Collected data
++++++++++

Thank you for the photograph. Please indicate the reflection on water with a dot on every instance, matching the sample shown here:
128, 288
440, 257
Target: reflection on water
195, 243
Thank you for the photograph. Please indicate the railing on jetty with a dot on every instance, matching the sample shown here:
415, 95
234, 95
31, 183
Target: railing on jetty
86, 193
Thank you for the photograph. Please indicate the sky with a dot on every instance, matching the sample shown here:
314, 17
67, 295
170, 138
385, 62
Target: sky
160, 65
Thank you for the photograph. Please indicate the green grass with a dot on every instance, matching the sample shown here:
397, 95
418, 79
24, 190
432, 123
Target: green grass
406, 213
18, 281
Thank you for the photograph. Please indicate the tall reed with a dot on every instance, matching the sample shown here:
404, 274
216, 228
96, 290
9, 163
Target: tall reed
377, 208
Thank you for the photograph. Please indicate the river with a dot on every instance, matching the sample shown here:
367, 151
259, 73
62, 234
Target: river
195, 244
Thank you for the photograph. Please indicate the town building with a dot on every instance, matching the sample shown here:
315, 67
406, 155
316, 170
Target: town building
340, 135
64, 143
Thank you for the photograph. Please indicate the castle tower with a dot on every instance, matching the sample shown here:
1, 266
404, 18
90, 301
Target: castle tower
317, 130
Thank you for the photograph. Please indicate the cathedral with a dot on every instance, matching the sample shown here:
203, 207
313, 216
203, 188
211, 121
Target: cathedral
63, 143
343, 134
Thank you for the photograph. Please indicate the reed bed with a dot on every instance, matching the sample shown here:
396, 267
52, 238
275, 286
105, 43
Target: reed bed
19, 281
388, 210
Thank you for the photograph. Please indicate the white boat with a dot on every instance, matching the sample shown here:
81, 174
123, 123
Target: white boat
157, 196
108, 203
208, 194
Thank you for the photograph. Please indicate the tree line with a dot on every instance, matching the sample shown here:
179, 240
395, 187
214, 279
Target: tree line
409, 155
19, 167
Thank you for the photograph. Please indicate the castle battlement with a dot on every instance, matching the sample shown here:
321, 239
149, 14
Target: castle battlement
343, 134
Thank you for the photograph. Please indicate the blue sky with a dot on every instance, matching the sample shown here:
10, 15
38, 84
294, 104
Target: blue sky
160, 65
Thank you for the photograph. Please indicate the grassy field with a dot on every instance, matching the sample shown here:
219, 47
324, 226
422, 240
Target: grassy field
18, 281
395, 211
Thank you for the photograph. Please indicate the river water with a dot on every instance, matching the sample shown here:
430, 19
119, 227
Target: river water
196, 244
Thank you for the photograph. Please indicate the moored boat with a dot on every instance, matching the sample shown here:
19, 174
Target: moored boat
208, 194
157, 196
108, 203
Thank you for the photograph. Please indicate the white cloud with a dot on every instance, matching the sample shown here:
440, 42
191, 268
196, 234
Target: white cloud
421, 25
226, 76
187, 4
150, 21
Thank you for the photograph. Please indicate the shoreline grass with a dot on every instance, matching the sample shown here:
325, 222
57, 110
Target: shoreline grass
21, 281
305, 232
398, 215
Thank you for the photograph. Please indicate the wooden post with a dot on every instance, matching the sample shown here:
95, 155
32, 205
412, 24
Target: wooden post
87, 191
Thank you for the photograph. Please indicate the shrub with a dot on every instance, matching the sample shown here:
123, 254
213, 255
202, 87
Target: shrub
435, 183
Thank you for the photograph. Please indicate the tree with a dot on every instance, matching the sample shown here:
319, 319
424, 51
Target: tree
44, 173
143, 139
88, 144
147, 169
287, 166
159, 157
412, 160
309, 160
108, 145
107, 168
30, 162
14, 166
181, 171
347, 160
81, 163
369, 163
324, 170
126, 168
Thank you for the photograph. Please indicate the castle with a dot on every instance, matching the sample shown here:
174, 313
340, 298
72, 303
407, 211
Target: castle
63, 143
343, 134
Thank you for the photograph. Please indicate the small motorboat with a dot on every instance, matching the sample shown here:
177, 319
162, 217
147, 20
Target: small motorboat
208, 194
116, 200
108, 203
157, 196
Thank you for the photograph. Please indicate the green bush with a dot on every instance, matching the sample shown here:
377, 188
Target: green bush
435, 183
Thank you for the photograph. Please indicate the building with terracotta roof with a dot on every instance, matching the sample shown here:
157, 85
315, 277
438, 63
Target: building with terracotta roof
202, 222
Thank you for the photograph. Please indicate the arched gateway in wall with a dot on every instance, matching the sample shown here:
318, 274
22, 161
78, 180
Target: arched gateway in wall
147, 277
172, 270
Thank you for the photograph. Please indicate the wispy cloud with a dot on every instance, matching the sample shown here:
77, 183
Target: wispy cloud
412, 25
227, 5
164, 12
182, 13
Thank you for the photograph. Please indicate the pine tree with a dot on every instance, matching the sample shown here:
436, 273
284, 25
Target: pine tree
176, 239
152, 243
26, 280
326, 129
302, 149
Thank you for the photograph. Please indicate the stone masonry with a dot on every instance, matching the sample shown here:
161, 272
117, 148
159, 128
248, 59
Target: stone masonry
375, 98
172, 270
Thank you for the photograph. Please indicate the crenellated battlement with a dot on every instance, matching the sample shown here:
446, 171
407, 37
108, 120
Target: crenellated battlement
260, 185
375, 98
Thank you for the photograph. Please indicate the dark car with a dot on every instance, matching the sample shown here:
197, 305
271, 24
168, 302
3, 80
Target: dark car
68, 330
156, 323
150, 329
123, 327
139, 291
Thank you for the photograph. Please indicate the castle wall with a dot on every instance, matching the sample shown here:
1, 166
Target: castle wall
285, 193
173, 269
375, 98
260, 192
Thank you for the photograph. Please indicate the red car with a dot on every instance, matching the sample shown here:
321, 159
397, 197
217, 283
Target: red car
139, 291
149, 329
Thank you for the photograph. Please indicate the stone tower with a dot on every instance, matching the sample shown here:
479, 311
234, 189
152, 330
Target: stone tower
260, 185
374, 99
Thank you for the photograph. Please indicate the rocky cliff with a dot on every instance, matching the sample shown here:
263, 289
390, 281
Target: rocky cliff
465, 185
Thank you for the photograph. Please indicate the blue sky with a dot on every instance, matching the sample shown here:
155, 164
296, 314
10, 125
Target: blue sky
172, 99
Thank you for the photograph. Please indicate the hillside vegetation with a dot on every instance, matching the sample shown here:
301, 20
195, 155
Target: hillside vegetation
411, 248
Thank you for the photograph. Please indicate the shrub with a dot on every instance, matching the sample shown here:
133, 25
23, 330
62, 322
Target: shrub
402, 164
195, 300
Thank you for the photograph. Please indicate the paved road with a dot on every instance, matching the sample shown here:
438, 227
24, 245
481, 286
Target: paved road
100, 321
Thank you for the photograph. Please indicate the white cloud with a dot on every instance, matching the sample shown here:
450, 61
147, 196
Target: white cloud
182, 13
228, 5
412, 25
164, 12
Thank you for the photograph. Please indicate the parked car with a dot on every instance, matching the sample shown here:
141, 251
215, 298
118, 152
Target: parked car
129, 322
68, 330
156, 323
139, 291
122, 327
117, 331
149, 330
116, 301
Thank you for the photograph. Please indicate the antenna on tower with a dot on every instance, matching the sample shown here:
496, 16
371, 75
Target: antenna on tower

++++++++++

THE PROBLEM:
Set down, word for word, every line from the line that holds "Thank you for the photograph. Please indicate the hillside" to the end of the entries above, including both ends.

REPLY:
Thank you for the photograph. Please indicate the hillside vegetation with a dot on every instance, matching the sample shown here:
301, 20
195, 155
Target: hillside vegetation
411, 248
Thank you for the photograph. Please indicate the shrub with a dot on every instance, matching the sample shown here:
133, 25
23, 330
62, 322
Target: shrub
402, 164
195, 300
Thank you for the photograph. Please indicate the paved road with a dot on every instance, matching the sample shown here:
438, 227
24, 245
481, 286
Target: paved road
100, 321
Thank you for the photograph. Please indicate the white cloud with a dot on every instance, matching the sample shown here:
450, 61
147, 196
Target: white cloud
182, 13
228, 5
412, 25
164, 12
Thank you for the photograph. Please indicate the parked car with a dot on every instance, matching the sample shown here:
141, 251
215, 298
118, 152
Target: parked car
129, 322
68, 330
156, 323
139, 291
122, 327
117, 331
149, 330
116, 301
Thank you for the photograph. Please indicate the antenna on tower with a dot on every instance, matching the sample shown here:
496, 16
371, 75
Target: antenna on tower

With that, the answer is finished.